*TO BE DONE*
Look for the line containing "Check that one keypoint sits on every instance of the woman;" in the listing below. Retype that line and every subsequent line through the last one, and only those.

*STORED ROWS*
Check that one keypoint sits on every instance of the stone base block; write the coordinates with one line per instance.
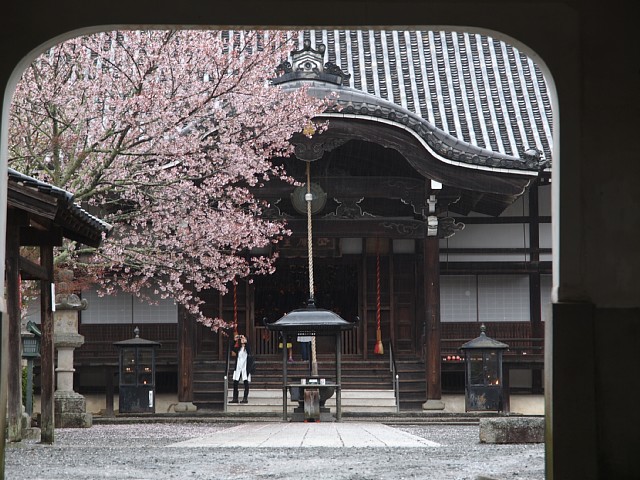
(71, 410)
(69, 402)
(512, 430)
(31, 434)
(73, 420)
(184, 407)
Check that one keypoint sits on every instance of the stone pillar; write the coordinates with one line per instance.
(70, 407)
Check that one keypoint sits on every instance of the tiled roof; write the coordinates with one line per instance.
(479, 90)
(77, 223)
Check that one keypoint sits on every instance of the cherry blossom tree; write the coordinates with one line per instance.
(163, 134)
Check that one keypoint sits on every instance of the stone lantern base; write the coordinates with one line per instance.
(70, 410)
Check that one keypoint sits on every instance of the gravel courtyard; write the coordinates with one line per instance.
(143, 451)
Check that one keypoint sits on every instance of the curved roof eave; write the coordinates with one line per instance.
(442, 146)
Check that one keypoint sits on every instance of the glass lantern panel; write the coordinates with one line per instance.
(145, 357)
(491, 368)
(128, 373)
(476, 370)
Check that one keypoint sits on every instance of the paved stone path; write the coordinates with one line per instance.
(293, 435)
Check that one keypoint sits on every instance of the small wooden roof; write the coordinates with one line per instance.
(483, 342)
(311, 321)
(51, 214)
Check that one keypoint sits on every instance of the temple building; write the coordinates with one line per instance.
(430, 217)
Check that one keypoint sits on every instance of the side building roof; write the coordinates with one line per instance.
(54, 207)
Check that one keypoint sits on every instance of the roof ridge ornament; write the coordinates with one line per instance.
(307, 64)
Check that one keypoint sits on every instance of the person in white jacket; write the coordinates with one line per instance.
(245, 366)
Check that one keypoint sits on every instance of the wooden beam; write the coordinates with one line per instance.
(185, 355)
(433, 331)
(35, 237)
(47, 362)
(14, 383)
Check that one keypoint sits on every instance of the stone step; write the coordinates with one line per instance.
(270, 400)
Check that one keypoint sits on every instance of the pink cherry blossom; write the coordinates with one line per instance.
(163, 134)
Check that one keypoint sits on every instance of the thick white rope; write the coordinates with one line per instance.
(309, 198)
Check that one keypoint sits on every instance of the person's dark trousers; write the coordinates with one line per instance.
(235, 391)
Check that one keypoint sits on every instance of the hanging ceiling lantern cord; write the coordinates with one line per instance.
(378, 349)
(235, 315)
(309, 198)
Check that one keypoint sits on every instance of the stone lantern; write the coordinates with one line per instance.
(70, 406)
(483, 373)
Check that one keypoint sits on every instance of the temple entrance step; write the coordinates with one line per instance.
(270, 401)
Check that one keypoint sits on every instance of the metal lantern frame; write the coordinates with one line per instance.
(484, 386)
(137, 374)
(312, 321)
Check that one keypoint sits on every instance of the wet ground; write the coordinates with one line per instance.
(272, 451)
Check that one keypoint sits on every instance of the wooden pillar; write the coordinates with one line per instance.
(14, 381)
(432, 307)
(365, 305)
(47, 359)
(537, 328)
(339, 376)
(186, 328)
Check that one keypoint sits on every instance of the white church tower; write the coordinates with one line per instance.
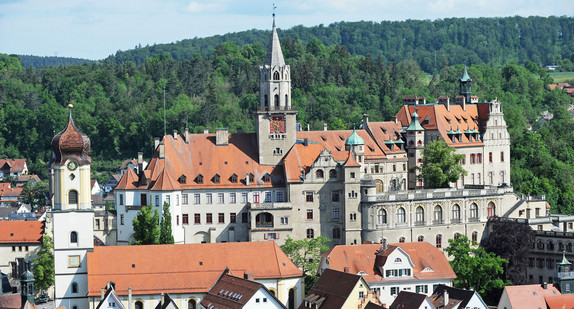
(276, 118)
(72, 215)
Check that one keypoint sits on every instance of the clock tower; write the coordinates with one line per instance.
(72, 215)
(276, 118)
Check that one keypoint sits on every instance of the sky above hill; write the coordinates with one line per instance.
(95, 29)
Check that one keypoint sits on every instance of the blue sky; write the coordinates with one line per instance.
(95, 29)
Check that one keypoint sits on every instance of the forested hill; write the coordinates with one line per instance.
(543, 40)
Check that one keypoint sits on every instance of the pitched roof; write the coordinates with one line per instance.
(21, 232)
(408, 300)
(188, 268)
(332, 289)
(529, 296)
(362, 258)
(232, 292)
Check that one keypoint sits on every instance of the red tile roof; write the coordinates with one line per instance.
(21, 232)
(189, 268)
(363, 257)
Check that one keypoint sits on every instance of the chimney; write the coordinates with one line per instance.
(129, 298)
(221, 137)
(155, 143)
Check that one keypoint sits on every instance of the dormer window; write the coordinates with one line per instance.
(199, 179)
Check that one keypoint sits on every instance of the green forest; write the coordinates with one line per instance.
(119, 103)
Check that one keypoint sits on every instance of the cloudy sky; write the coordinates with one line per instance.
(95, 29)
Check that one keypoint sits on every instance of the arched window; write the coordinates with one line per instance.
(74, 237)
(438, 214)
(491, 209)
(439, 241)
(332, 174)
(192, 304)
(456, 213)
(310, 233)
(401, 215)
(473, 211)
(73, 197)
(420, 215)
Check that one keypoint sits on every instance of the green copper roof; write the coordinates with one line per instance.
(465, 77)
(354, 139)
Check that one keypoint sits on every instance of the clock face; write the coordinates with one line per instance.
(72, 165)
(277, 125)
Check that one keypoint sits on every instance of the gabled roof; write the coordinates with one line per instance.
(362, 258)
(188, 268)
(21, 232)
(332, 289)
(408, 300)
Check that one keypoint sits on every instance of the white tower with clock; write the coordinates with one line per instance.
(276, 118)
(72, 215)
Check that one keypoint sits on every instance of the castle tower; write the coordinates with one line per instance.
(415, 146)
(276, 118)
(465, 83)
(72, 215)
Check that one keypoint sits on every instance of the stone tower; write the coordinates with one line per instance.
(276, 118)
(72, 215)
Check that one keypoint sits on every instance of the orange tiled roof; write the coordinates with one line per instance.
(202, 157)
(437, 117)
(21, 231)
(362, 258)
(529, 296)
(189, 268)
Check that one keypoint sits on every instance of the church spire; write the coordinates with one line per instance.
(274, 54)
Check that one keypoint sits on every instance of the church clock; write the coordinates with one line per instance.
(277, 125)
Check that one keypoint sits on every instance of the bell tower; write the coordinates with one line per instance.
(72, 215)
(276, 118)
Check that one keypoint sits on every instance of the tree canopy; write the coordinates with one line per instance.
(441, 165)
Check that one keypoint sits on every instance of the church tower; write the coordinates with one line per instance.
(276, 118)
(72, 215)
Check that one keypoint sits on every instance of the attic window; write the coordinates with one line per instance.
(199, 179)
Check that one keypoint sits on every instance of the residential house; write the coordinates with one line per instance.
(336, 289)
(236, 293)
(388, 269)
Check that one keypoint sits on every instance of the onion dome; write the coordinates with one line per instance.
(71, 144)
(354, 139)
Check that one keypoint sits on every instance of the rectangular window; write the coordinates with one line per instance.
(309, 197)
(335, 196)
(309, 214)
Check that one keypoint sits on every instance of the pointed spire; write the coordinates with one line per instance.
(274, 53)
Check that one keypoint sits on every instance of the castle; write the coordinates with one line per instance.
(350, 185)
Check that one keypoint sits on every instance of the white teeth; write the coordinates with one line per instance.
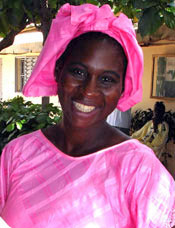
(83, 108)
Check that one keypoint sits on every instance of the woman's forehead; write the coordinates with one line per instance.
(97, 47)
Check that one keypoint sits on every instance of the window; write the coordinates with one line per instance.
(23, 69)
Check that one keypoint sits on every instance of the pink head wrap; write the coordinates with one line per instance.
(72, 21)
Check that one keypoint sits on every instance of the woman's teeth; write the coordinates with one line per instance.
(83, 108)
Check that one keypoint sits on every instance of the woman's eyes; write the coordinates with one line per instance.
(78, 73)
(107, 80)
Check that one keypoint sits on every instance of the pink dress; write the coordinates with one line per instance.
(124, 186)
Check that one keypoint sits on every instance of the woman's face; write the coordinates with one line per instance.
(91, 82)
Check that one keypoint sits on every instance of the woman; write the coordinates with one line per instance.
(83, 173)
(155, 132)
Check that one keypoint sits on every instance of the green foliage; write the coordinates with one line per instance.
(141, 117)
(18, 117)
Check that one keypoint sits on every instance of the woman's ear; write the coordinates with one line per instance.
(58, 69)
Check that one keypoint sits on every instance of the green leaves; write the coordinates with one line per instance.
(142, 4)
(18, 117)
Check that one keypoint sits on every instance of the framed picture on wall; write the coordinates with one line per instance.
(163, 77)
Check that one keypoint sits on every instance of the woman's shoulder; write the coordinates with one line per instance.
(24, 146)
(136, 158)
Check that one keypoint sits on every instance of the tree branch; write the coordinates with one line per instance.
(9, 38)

*SOLUTION*
Check that one keypoint sits on every instance of the woman; write the coordinates with one line per instance.
(83, 173)
(155, 132)
Check that one keypoint sits on every instance of the green foliage; write the coordinates with one line per instance.
(141, 117)
(18, 117)
Check that one keypoint sits on every instance of the woman's ear; write the coordinates with one line per instance.
(58, 69)
Check that one keypoint sits on every instance of the green leaves; write the coordinates with one line per instance.
(142, 4)
(18, 117)
Check that one keypoint sits on every instance of the framed picture on wall; write the coordinates with one line per instance.
(163, 77)
Check that one keypoint sits on every instance of the woman's shoulder; write the coordinates with one line per instance.
(24, 146)
(136, 158)
Check that one keypoint sits on every instance of the tree branch; write the coordinates with one line per instance.
(9, 38)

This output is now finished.